- Given data -
###

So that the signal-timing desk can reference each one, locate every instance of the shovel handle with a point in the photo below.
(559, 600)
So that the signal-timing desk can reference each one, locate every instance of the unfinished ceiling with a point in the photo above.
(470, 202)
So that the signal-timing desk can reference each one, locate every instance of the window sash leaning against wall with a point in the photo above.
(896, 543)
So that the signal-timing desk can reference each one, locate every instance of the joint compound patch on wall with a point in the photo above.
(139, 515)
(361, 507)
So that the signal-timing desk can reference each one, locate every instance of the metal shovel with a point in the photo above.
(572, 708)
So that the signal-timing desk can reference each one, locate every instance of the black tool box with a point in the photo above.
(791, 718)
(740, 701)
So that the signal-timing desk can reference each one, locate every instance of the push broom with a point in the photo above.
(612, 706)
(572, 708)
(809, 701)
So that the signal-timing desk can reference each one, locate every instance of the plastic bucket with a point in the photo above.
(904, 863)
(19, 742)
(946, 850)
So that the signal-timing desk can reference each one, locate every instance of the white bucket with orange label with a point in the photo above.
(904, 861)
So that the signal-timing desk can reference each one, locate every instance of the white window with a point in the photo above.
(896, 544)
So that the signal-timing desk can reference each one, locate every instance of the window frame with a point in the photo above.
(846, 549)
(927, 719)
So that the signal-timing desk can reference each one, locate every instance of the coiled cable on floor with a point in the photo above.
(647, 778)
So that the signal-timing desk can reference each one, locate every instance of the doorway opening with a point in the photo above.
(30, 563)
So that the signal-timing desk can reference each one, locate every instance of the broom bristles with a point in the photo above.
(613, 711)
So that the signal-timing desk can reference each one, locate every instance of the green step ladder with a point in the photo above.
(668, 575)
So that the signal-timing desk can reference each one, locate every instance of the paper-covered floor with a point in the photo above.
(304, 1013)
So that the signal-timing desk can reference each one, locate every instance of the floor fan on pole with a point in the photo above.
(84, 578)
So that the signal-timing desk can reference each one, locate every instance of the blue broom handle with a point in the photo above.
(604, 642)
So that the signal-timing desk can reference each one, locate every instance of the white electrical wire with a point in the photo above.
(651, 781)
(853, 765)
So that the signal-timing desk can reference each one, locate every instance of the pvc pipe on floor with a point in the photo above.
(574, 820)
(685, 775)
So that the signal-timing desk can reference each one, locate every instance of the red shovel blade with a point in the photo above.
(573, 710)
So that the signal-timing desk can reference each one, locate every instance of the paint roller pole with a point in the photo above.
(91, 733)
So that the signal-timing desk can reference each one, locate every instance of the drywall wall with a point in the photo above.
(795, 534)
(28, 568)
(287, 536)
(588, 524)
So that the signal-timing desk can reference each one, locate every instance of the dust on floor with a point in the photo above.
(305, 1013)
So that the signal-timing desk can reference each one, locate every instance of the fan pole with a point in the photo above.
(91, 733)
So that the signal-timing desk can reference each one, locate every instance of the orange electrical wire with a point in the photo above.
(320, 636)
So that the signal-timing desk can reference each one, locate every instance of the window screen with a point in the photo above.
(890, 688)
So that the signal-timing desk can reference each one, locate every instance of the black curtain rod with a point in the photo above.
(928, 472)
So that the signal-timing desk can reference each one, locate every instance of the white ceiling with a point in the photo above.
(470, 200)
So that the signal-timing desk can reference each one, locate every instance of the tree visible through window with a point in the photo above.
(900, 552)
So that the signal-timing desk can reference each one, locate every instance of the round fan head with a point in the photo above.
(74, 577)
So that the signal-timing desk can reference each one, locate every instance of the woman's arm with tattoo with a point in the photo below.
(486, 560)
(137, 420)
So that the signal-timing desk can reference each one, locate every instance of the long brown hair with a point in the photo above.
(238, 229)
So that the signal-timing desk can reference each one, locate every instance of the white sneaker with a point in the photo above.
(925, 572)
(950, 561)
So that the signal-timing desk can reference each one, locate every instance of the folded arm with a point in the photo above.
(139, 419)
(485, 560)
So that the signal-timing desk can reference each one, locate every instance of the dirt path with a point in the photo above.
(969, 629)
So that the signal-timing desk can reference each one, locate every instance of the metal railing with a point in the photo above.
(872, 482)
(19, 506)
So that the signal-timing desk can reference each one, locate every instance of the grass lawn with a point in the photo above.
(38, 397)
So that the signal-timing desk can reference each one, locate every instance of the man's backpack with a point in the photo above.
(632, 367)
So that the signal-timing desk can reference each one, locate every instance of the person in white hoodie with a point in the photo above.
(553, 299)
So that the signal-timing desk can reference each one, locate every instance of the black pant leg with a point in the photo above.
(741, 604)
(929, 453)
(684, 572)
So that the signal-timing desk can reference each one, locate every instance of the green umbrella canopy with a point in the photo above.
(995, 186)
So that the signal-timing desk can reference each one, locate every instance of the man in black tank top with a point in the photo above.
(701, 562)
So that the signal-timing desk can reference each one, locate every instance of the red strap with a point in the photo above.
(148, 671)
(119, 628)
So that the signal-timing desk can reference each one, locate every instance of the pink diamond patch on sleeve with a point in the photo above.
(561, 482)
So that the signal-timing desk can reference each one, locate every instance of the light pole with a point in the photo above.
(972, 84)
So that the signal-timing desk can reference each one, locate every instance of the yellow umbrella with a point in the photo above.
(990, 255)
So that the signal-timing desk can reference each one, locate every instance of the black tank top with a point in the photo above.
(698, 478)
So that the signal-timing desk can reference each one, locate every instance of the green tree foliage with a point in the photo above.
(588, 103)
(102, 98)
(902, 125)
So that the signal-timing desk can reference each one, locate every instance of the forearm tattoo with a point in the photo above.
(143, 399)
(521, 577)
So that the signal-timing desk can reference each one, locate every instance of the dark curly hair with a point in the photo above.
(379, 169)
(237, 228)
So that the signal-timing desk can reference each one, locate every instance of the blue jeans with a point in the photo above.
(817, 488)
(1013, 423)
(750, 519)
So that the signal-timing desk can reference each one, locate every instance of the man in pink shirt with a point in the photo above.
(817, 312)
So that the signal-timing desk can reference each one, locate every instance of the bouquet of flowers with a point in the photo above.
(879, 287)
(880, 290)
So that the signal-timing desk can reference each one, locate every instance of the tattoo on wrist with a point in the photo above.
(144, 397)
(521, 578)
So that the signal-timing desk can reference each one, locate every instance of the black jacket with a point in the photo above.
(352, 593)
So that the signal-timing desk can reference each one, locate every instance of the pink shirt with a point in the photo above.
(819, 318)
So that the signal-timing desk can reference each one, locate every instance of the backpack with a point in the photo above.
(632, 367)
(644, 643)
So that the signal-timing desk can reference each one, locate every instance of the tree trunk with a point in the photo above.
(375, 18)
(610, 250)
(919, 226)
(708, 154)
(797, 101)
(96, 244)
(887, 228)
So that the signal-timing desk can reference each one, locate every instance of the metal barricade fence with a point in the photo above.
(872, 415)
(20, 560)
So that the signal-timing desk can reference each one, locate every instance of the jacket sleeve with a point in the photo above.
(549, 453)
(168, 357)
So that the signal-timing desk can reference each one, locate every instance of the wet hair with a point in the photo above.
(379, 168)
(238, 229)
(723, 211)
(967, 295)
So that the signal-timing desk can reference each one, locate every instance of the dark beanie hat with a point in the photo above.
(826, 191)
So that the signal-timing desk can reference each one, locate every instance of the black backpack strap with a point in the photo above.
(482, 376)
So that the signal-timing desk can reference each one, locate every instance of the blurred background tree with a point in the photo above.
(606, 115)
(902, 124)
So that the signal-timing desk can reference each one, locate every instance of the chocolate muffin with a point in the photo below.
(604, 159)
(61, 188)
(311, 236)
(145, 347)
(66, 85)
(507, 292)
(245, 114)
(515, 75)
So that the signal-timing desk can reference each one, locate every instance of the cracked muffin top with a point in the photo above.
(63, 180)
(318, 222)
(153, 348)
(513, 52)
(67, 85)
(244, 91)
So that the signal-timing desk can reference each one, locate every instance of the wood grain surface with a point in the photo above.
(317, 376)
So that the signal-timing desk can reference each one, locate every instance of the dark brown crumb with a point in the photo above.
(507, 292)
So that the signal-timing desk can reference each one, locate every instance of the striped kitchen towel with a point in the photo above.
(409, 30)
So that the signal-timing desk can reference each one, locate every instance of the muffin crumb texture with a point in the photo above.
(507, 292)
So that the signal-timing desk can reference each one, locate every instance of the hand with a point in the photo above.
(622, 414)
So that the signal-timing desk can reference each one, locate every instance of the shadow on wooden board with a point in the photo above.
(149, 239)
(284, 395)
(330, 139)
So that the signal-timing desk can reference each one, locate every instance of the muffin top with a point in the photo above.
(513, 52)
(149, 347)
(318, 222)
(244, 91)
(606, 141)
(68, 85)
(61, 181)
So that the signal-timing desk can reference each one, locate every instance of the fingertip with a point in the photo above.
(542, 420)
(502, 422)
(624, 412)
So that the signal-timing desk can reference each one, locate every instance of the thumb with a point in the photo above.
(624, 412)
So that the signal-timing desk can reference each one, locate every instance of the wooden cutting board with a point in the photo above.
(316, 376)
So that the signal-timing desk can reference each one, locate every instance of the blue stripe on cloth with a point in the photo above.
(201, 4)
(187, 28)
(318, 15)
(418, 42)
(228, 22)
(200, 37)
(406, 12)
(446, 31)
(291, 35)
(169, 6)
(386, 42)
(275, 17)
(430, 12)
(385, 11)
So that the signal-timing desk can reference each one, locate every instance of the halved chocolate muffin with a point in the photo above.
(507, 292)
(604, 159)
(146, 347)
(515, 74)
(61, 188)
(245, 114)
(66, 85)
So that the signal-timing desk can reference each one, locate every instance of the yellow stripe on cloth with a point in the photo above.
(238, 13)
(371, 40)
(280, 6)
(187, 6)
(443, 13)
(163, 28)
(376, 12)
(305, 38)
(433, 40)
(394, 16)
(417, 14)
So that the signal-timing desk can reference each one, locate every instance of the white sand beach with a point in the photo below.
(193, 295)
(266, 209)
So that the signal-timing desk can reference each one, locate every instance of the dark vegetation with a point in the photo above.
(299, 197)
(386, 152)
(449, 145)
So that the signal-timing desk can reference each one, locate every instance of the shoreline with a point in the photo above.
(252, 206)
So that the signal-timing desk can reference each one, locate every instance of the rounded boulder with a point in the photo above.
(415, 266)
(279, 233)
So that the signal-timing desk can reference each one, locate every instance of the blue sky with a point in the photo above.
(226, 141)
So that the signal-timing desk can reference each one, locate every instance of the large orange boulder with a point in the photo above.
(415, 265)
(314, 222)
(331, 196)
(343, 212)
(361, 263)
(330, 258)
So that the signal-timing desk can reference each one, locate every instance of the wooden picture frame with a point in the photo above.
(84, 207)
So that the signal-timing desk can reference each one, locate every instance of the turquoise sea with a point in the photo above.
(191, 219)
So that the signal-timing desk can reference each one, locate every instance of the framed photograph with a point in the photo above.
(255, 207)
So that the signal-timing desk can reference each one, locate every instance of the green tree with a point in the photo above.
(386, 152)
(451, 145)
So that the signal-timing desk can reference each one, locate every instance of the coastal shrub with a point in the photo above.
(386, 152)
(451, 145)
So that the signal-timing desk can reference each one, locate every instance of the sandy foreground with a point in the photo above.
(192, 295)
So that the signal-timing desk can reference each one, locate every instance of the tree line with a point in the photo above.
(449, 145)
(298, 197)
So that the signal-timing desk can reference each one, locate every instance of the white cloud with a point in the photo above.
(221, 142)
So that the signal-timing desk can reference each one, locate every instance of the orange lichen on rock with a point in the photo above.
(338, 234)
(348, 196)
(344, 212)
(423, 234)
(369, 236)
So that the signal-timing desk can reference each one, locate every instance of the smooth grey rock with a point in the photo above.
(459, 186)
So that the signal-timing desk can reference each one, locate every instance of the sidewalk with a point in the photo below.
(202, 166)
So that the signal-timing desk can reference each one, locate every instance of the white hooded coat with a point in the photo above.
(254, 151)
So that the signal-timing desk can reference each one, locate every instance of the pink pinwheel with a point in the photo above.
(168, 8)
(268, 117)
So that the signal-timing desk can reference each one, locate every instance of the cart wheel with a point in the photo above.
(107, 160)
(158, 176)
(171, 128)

###

From the line containing "sidewalk with a point in the photo below." down to the last line, reproduce the records exactly. Include both ends.

- Written response -
So that the signal-timing desk can reference each one, locate every instance of the sidewalk with a point in the photo below.
(202, 166)
So that the signal-timing desk can reference each one, locate every instance of the white hooded coat with a point in the photo above.
(254, 151)
So that the signal-timing desk can reference each one, locate every instance of the pink pinwheel with a point in the photo above.
(168, 8)
(268, 117)
So that the signal-timing desk can reference each one, locate every instance of the cart wheel with a point in the photo above.
(107, 160)
(158, 176)
(171, 128)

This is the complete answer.